Try it
In the Guineagrass project description, how many days does each survey trip to Kenya spend in the field?

Exercise passage
========================

Research Project: Exploration for Biological Control Agents in East Africa for Guineagrass that Facilitates the Survival of Cattle Fever Ticks in South Texas

Location: Livestock Arthropod Pests Research

Project Number: 3094-32000-039-68-A
Project Type: Cooperative Agreement

Start Date: May 14, 2017
End Date: Sep 30, 2019

Objective:
We propose a survey for new biological control agents of Guineagrass in Kenya to discover potential biological control agents for this pathogenic landscape forming invasive weed that enhances the survival of cattle fever ticks in South Texas. Kenya is the native range of this weed and only limited surveys have been conducted. If new agents are discovered, further research, including full host-range testing will be proposed. Ultimately, new agents will be discovered, tested and released to control this invasive weed and reduce its impacts on South Texas rangelands.

Approach:
Survey for new biological control agents at the Mpala Research Station in Kenya to document the full suite of insects that feed on small Guineagrass. Surveys will be conducted by collaborator and one technician traveling from Italy to Mpala, Kenya, four times per year and spending 7 days in the field conducting surveys. Quarterly surveys will ensure seasonality of insect abundance associated with rainfall is taken into account. Field surveys to be conducted throughout Mpala station and focus on insect herbivores of giant and small Guineagrass and other available Panicum spp. The intensive on-site surveys would focus on all parts of the plant including roots, crown, stems, leaves and seed heads. Insects will be photographed and curated in alcohol for DNA sequencing and classical taxonomy. The information obtained by DNA sequencing of the CO1 mitochondrial gene will be blasted (a process that looks for the closest match of DNA) on GenBank to determine the closest genetic relative. This information can be used to select insects in phylogenetic groups that are known to be specialists and therefore possible biological control agents.

========================

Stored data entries
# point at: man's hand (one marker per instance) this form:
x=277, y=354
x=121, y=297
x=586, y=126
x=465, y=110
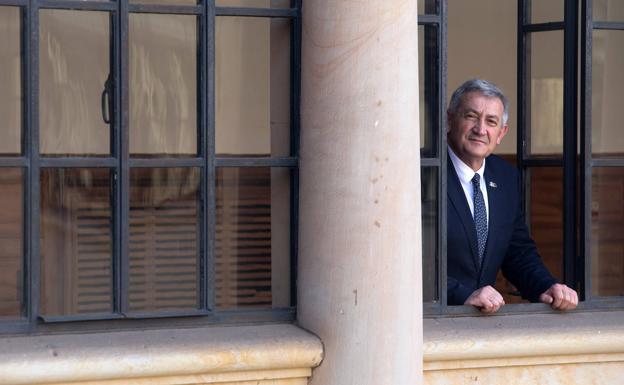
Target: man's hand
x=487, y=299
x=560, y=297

========================

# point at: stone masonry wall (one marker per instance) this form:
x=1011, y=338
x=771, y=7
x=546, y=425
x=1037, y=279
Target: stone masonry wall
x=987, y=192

========================

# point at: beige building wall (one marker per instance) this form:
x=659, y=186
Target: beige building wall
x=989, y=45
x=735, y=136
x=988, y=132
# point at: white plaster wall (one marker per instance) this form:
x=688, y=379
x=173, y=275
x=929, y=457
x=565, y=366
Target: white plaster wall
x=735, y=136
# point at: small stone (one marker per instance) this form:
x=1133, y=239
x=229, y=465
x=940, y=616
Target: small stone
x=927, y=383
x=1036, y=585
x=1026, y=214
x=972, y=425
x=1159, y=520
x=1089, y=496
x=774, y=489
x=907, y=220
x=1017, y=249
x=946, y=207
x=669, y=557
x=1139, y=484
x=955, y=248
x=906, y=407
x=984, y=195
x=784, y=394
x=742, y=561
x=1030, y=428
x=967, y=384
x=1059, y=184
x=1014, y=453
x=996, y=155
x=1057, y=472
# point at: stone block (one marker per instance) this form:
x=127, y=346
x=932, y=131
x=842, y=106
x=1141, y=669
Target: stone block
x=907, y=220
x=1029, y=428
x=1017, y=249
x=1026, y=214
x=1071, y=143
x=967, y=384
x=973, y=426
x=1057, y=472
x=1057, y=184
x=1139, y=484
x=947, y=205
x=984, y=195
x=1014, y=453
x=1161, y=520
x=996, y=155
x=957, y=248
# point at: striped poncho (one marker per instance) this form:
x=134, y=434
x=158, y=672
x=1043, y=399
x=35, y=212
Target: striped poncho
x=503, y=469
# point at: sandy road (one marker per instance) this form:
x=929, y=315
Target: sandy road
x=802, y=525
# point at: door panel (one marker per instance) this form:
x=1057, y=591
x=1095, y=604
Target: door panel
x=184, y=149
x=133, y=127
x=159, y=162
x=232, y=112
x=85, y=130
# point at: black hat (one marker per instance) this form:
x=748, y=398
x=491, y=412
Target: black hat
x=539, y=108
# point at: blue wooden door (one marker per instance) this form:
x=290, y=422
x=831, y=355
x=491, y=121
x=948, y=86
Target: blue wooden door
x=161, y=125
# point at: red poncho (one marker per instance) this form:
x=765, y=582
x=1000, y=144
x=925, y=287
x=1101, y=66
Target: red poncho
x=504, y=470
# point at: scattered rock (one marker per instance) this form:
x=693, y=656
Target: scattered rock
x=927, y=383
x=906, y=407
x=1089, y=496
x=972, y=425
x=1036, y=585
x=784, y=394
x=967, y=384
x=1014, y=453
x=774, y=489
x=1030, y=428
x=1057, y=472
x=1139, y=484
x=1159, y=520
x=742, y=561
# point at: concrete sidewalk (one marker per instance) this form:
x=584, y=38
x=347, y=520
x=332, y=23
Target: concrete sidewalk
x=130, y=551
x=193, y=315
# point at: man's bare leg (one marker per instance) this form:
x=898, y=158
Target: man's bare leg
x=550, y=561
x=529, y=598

========================

Solution to the problem
Seven days.